===== Data for this exercise =====
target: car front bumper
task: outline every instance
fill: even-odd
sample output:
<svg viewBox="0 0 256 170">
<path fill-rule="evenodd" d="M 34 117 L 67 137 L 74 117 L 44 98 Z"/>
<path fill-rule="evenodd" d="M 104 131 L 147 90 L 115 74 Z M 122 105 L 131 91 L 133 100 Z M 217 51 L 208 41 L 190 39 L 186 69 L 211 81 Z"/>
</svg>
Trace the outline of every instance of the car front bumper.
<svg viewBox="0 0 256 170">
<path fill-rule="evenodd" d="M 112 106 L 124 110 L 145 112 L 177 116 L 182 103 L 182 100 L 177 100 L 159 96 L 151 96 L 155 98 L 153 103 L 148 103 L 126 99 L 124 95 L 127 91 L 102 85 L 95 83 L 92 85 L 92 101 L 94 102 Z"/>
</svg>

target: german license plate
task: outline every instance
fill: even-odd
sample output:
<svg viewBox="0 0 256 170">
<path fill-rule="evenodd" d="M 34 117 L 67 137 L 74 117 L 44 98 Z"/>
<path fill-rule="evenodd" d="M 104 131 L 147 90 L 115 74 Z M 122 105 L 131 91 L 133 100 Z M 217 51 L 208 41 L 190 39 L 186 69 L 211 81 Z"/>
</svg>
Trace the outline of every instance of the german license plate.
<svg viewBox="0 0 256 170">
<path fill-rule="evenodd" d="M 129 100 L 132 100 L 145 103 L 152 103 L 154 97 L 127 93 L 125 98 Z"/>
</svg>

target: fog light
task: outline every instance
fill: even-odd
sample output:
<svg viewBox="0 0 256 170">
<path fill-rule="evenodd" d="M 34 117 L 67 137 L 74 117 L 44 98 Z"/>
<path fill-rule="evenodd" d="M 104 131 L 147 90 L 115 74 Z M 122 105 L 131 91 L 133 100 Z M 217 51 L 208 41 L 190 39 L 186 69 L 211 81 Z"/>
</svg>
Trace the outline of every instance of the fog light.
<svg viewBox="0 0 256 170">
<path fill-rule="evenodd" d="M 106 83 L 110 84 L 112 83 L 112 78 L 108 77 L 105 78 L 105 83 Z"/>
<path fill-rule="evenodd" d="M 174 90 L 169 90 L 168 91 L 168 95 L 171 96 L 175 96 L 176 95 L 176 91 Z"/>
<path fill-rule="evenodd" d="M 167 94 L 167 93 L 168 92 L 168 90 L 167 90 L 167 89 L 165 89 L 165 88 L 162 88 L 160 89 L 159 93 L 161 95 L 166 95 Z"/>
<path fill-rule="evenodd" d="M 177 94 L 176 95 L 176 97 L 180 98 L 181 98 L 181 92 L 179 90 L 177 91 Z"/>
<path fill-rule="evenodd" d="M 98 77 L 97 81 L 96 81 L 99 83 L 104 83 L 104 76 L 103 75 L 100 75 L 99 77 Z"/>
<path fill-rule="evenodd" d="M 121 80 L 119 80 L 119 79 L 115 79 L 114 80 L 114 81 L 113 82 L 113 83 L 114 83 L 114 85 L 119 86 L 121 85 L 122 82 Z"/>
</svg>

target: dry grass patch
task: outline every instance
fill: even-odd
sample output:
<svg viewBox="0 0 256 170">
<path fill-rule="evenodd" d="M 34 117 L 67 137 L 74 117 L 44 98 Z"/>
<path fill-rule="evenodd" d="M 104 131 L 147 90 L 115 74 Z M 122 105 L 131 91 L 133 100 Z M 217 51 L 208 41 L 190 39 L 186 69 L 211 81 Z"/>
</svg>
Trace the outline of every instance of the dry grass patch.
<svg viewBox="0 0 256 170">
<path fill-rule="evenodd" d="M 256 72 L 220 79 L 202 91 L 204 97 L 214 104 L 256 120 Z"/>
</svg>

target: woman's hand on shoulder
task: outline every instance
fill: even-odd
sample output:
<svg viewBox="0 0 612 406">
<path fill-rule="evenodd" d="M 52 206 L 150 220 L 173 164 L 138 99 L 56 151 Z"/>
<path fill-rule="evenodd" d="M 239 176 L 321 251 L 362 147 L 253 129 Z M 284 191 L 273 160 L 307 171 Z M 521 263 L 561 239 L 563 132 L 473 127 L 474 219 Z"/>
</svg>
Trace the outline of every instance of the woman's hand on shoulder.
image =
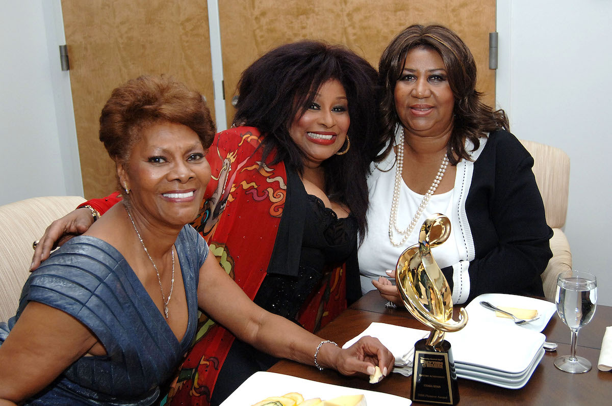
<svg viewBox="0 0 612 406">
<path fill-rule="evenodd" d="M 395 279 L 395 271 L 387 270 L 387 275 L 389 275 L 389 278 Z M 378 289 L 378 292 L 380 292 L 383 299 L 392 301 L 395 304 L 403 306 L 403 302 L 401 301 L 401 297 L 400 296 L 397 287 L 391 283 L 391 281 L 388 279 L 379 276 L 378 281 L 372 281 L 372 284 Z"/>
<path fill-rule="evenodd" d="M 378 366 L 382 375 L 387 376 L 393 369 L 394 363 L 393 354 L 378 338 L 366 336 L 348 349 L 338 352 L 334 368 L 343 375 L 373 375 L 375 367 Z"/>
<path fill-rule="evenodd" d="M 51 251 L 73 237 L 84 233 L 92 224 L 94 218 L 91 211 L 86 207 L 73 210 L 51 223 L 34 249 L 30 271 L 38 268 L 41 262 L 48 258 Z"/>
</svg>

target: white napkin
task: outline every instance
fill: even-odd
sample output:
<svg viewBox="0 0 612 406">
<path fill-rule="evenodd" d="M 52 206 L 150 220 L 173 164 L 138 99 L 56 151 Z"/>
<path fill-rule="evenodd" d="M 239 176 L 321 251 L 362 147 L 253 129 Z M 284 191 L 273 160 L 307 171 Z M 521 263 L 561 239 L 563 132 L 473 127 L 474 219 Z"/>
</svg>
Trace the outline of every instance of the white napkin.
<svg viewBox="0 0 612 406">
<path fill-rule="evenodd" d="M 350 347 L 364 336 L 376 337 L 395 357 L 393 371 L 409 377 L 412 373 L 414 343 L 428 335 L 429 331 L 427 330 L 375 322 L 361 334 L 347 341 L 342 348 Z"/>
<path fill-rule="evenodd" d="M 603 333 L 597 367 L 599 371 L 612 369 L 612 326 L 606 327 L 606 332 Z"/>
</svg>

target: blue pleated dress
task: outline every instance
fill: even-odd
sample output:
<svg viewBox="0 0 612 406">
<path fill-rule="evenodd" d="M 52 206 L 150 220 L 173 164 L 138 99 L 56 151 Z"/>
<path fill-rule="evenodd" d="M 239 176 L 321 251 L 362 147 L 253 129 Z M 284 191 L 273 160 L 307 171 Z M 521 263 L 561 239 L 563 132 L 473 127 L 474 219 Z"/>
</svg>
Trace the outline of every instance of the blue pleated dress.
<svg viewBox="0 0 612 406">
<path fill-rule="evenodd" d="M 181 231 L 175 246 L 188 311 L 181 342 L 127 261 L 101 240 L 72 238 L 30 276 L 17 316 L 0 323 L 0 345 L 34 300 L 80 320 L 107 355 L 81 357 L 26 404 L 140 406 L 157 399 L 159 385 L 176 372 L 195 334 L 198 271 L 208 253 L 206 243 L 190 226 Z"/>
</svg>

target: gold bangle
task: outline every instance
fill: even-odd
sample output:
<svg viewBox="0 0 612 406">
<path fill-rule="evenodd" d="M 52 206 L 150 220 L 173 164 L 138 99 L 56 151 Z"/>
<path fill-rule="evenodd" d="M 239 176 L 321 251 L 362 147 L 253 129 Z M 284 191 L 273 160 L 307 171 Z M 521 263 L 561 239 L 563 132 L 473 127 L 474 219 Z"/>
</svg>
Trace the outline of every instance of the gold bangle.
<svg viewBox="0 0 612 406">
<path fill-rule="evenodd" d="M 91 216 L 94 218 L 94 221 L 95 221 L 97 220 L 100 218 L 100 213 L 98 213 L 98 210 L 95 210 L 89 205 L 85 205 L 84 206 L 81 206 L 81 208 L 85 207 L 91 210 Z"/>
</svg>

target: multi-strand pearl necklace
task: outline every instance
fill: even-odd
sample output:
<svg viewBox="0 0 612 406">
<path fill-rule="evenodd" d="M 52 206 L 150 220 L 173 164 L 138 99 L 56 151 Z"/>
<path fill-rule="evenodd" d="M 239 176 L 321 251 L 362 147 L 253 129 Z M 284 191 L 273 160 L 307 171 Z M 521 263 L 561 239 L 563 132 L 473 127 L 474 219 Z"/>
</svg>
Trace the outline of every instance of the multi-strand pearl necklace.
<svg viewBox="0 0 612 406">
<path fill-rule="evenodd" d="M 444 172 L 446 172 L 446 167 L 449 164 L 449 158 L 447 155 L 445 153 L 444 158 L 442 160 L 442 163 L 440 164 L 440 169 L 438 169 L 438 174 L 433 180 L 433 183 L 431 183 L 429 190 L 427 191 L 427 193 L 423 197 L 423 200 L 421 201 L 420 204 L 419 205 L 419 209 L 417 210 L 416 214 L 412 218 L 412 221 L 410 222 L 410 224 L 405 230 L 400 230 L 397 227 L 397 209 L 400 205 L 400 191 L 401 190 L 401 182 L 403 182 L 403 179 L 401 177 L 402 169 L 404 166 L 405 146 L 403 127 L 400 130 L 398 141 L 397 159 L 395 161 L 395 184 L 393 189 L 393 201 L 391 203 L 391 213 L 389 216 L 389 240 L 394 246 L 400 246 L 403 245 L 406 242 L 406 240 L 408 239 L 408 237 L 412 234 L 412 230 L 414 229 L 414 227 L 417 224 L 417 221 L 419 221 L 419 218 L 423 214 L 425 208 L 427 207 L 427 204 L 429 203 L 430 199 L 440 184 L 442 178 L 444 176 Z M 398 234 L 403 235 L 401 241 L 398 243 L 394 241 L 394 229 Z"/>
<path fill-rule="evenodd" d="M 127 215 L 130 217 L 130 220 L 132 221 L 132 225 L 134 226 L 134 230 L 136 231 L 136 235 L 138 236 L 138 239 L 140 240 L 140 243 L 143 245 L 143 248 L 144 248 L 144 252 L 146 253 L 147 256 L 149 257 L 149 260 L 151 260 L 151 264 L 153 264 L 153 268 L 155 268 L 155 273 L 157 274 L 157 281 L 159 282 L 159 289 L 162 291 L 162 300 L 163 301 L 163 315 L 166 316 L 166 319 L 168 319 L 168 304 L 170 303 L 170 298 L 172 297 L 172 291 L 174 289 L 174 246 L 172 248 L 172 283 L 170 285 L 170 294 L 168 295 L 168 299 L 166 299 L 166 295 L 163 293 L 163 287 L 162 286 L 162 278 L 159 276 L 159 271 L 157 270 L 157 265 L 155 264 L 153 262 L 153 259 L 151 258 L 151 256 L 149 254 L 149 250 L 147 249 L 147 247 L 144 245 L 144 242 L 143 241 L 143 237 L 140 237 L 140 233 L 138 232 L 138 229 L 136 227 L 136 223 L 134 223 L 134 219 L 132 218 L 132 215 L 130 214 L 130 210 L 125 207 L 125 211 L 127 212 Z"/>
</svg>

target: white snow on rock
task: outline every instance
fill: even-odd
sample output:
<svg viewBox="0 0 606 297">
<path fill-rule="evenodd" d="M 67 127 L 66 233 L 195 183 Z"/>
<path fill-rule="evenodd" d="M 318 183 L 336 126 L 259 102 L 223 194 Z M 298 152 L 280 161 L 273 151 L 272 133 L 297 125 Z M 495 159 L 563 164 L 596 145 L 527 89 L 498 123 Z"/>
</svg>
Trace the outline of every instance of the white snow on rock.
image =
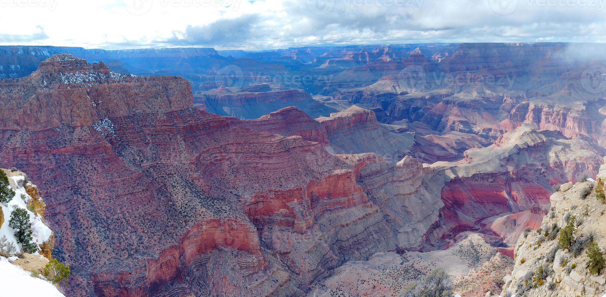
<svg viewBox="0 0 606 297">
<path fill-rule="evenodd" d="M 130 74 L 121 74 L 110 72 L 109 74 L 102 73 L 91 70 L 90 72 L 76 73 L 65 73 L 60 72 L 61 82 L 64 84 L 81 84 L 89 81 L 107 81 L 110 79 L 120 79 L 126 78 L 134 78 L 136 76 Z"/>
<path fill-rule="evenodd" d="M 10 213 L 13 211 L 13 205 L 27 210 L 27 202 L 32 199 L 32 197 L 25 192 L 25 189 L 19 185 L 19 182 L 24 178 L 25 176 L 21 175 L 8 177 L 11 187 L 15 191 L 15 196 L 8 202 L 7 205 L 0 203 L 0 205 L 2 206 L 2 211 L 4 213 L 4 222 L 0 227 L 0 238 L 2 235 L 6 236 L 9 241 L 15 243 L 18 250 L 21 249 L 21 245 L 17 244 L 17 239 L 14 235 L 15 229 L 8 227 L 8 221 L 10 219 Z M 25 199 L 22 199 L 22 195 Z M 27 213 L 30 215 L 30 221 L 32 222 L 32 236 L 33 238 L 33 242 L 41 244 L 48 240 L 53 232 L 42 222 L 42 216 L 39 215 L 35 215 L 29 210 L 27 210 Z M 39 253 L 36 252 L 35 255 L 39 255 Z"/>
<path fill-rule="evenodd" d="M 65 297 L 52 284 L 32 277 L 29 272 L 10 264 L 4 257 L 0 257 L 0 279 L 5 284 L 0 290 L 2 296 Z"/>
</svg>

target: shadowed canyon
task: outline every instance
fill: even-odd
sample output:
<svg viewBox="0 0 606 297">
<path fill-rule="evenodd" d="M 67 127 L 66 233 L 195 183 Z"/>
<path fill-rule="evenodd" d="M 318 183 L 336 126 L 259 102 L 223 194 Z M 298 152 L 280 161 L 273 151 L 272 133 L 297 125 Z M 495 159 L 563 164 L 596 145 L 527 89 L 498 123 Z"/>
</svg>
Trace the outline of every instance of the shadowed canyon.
=====
Problem details :: Copy the records verbatim from the line that contains "target: woman's hand on shoulder" up to and including the line that contains "395 279 L 395", leaving the pictures out of your answer.

Reply to the task ::
target: woman's hand on shoulder
task: outline every instance
fill: even-odd
sample output:
<svg viewBox="0 0 612 406">
<path fill-rule="evenodd" d="M 52 206 L 150 220 L 173 164 L 138 99 L 56 151 Z"/>
<path fill-rule="evenodd" d="M 239 176 L 321 251 L 362 147 L 253 129 Z M 284 191 L 273 160 L 307 171 Z M 521 263 L 561 239 L 563 132 L 473 127 L 474 219 Z"/>
</svg>
Trace the outline of every instance of the woman's hand on shoulder.
image =
<svg viewBox="0 0 612 406">
<path fill-rule="evenodd" d="M 395 279 L 395 271 L 387 270 L 387 275 L 389 275 L 389 278 Z M 378 289 L 378 292 L 380 292 L 383 299 L 392 301 L 395 304 L 403 306 L 403 302 L 401 301 L 401 297 L 400 296 L 397 287 L 391 283 L 391 281 L 388 279 L 379 276 L 378 281 L 372 281 L 372 284 Z"/>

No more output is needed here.